*** Dataset records ***
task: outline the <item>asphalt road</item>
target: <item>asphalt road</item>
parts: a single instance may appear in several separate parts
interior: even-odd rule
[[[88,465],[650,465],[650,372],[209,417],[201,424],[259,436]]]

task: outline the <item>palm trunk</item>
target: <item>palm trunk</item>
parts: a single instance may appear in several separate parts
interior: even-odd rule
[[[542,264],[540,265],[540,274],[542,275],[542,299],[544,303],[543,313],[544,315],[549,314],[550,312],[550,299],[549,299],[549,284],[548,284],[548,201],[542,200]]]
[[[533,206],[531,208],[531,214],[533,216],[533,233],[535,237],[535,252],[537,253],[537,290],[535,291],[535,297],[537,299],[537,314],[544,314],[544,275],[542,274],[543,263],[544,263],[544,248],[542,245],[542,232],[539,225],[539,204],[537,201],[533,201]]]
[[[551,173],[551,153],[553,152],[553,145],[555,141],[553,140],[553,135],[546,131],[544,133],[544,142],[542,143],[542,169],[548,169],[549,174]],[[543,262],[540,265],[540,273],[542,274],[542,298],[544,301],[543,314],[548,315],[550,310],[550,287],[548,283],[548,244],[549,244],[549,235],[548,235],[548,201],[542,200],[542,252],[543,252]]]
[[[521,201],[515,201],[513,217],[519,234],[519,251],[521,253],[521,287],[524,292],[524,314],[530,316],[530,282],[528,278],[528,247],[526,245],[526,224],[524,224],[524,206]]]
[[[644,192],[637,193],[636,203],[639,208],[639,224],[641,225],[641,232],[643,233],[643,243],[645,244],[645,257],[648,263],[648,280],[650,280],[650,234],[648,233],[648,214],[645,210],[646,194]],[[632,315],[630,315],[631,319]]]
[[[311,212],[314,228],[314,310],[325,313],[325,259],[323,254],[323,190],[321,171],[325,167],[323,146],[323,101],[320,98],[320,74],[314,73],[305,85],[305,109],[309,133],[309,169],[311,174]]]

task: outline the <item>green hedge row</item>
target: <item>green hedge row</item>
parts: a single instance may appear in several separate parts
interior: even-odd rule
*** End of Dataset records ***
Work to be completed: Set every line of the listing down word for word.

Final answer:
task: outline the <item>asphalt road</item>
target: <item>asphalt road</item>
parts: a single instance may appear in several separate parts
interior: even-odd rule
[[[88,465],[650,465],[650,372],[209,417],[201,424],[259,436]]]

task: outline the <item>palm trunk</item>
target: <item>palm trunk</item>
parts: a single instance may appear in several separate parts
interior: even-odd rule
[[[542,264],[540,265],[540,274],[542,275],[542,299],[544,303],[543,313],[544,315],[549,314],[550,312],[550,299],[549,299],[549,284],[548,284],[548,201],[542,200]]]
[[[533,206],[531,208],[531,214],[533,216],[533,233],[535,237],[535,252],[537,253],[537,290],[535,291],[535,297],[537,299],[537,314],[544,314],[544,275],[542,274],[543,263],[544,263],[544,248],[542,245],[542,232],[539,225],[539,204],[537,201],[533,201]]]
[[[551,173],[551,153],[553,152],[553,145],[555,141],[553,140],[553,135],[546,131],[544,133],[544,142],[542,143],[542,169],[548,169],[549,174]],[[543,262],[540,265],[540,273],[542,274],[542,298],[544,301],[543,314],[548,315],[550,310],[550,287],[548,283],[548,244],[549,244],[549,235],[548,235],[548,201],[542,200],[542,252],[543,252]]]
[[[521,201],[515,201],[513,217],[519,234],[519,251],[521,253],[521,287],[524,292],[524,314],[530,316],[530,282],[528,278],[528,247],[526,245],[526,224],[524,224],[524,206]]]
[[[644,192],[637,193],[636,203],[639,208],[639,224],[641,225],[641,232],[643,233],[643,243],[645,244],[645,257],[648,263],[648,280],[650,280],[650,234],[648,233],[648,214],[645,210],[646,194]],[[632,315],[630,315],[631,319]]]
[[[311,212],[314,228],[314,310],[325,313],[325,259],[323,254],[323,190],[321,171],[325,167],[323,146],[323,101],[320,98],[320,74],[314,73],[305,85],[305,109],[309,133],[309,169],[311,174]]]

task: outline the <item>green hedge row</item>
target: <item>green hedge row</item>
parts: a single instance may appear in several separate parts
interior: even-odd rule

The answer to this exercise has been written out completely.